== Segment start ==

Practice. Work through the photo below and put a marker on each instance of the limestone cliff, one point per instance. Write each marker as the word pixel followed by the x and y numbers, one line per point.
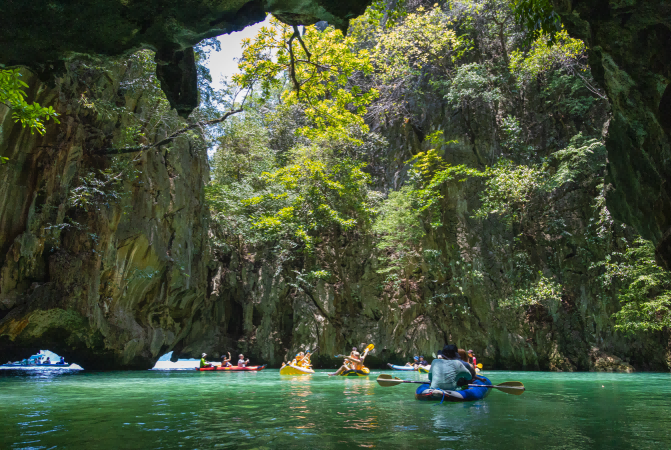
pixel 103 257
pixel 629 47
pixel 42 34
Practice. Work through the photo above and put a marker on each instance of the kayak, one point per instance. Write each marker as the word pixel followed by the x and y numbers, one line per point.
pixel 290 369
pixel 10 366
pixel 356 373
pixel 404 368
pixel 421 369
pixel 424 392
pixel 231 369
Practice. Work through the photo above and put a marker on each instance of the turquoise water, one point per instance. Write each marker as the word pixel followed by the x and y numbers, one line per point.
pixel 205 410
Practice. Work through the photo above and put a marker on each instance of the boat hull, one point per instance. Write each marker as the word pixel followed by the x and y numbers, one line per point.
pixel 290 369
pixel 424 392
pixel 231 369
pixel 356 373
pixel 41 367
pixel 403 368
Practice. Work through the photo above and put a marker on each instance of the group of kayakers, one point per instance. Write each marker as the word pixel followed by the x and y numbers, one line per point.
pixel 451 368
pixel 225 362
pixel 353 362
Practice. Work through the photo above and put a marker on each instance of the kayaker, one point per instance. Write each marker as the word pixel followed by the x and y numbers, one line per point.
pixel 472 359
pixel 355 359
pixel 242 362
pixel 448 372
pixel 464 359
pixel 204 364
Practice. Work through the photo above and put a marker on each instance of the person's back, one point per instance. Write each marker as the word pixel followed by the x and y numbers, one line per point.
pixel 445 373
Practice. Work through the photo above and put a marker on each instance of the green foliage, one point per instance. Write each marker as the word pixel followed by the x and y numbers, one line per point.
pixel 509 188
pixel 538 17
pixel 472 82
pixel 644 288
pixel 544 292
pixel 386 13
pixel 564 51
pixel 424 38
pixel 401 229
pixel 315 194
pixel 12 94
pixel 581 157
pixel 320 70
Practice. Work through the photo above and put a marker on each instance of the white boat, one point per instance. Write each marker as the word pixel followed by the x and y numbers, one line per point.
pixel 39 362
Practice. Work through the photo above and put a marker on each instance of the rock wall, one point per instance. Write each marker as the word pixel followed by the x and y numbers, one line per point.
pixel 456 295
pixel 114 283
pixel 629 44
pixel 169 27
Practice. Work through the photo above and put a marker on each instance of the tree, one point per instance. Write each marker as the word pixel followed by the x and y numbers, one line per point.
pixel 320 69
pixel 12 95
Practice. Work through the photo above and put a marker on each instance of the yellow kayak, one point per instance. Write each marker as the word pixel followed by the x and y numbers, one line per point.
pixel 290 369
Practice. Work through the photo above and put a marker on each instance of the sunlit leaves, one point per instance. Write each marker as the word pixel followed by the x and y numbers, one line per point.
pixel 644 288
pixel 424 38
pixel 320 79
pixel 12 94
pixel 313 195
pixel 564 51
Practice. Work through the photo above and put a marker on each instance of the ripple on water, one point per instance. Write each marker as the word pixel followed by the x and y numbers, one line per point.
pixel 263 410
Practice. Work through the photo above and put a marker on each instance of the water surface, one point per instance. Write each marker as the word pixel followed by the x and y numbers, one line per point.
pixel 205 410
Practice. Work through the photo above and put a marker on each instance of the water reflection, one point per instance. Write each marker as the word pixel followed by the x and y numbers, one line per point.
pixel 157 410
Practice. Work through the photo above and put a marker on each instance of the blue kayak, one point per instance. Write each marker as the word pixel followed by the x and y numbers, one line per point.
pixel 406 368
pixel 424 392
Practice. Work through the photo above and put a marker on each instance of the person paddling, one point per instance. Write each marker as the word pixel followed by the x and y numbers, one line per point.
pixel 471 358
pixel 226 362
pixel 448 372
pixel 355 360
pixel 204 364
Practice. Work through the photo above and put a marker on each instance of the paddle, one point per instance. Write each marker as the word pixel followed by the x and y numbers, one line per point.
pixel 367 349
pixel 509 387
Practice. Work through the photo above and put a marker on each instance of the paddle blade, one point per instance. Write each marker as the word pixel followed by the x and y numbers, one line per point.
pixel 511 387
pixel 386 380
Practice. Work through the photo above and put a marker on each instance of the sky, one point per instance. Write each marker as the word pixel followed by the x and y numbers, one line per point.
pixel 223 64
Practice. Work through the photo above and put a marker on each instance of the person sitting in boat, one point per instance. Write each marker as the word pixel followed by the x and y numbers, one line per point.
pixel 472 359
pixel 352 362
pixel 448 373
pixel 204 364
pixel 464 360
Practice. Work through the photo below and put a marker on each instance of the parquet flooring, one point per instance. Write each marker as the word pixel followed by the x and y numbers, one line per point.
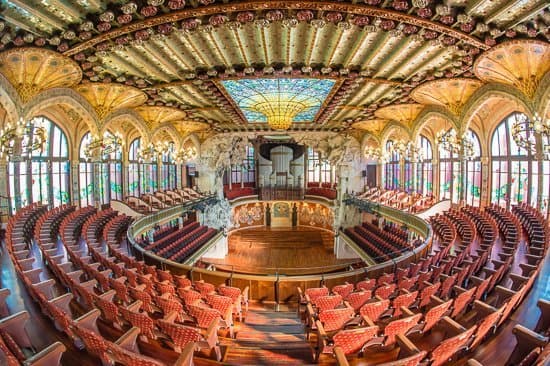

== Segment end ==

**ASSIGNMENT:** A faithful copy of all the records is required, with the pictures left out.

**RESULT OF THE TASK:**
Practice. Work through the photo below and put a marker on each instance of the limestone cliff, one point per instance. Write each marker as the word pixel followed by the x and y numbers, one line per point.
pixel 103 257
pixel 629 47
pixel 42 34
Practice. Work through the photo above and put a marker on each instance of the kayak, one point per instance. Write each marker as the word pixel followed by the x and y numbers, one line per point.
pixel 290 369
pixel 10 366
pixel 356 373
pixel 404 368
pixel 421 369
pixel 424 392
pixel 231 369
Practice. Work through the photo above and put a marker on each instance of the turquoise water, one point per instance. Write each marker as the word pixel followed by the x and y numbers, one line per point.
pixel 205 410
Practice. Work through the photo above and put a marker on each instance of the boat hull, one point per instance. Write each marker as the word pixel followed by the x and y numbers, one line per point.
pixel 290 369
pixel 424 392
pixel 231 369
pixel 356 373
pixel 41 367
pixel 403 368
Practice. Work through the photo above and put a marker on each instance of the group of kayakers, one point per instance. Write each marker as the word pixel followed by the x and y numbers, one line per point.
pixel 451 368
pixel 225 362
pixel 353 362
Practice. Work through the photo above and put a marker on each instance of the kayaker, one point per instance. Write each marker as the word pixel followed by the x and y numbers, one line per point.
pixel 472 359
pixel 355 359
pixel 242 362
pixel 448 372
pixel 464 359
pixel 204 364
Practice. Work through the photo above and put a marker on each instance of the person's back, one point per instance. Write each marker as the word pixel followed by the x and y numbers, one line per point.
pixel 445 373
Practice. Work through the photo above and put a marker on each instance of the green foliage, one point per instance. Write each marker as the word pixel followed by the x and y numbers, one line per point.
pixel 509 188
pixel 538 17
pixel 472 82
pixel 644 288
pixel 544 292
pixel 386 13
pixel 564 51
pixel 424 38
pixel 401 229
pixel 315 194
pixel 12 94
pixel 581 157
pixel 320 70
Practice. Work through the photo above and put a marker on each instance of the white boat, one point per instance. Write each marker as the word pixel followed by the x and y numbers, one line per point.
pixel 39 362
Practice. Work through the photo above and put a marker on each instance of the rock wall, one point per instance. Write each marker as the word pixel followed by the x and y numbers, one line per point.
pixel 456 295
pixel 114 283
pixel 629 44
pixel 169 27
Practice. Work through the photo above and put a marker on each instance of the tree, one point per instance. Write each marker as the word pixel followed by the x and y numbers, one line per point.
pixel 320 69
pixel 12 95
Practice. Work through the photo above and put a marker on each instance of the yellow kayak, one point per instance. Write each marker as the word pixel followed by the x and y numbers, one line per point.
pixel 290 369
Practice. Work through the photo above and put a marker on each instance of the sunlit leaves, one point per instance. Write each marker as the word pixel followed by the x and y numbers, one line per point.
pixel 644 288
pixel 424 38
pixel 320 79
pixel 12 94
pixel 313 195
pixel 564 51
Practice. Work through the photo above and put a marker on each instance of the ripple on water, one point per instance. Write each marker as the word pixel followed by the x and y numbers, one line per point.
pixel 263 410
Practice. Work through the photo above and put a marker on each instance of the water surface, one point per instance. Write each marker as the word pixel followed by the x and y numbers, one line per point.
pixel 205 410
Practice. Work through the photo above and put a marker on each instance of the water reflection, one point per instance. Write each marker as the word pixel followed by the x and y numbers, one line per point.
pixel 157 410
Practice. Work through the photo above and put a marker on each instance of the blue kayak, one point per instance. Write each marker as the word pixel followed by the x and y numbers, one line per point.
pixel 406 368
pixel 424 392
Practice. Work through the photo above and put a marker on each instance of the person paddling, one point per instance. Write each marker as the word pixel followed by the x and y numbers, one line per point.
pixel 471 358
pixel 226 362
pixel 448 372
pixel 355 360
pixel 204 364
Practice. Work through the photo above and put a marker on each instance of the paddle, one point per instance. Write each marker as the word pixel followed by the x and y numbers, one line per point.
pixel 367 349
pixel 509 387
Practice. Work through the photo above and put a marker on each instance of the paddle blade, one point per instance. Write each marker as the word pixel followed by the x and y numbers, one line per point.
pixel 511 387
pixel 386 380
Practice. Work through the photo above and put a marker on each instance of the sky, one point per instance. Write each marker as the word pixel followed by the x and y numbers, one line per point.
pixel 223 64
Practice. Work through the photo above and put a marker on each instance of the person sitting in boat, one point per instance. Write each marker as the word pixel followed by the x and y numbers, one line per point.
pixel 472 359
pixel 352 362
pixel 448 373
pixel 204 364
pixel 464 360
Practice. Work through the photo below and put a marker on each instance of the parquet flooring, one point per instance. Write each marker as the word pixel followed by the x and y numbers, one line per point.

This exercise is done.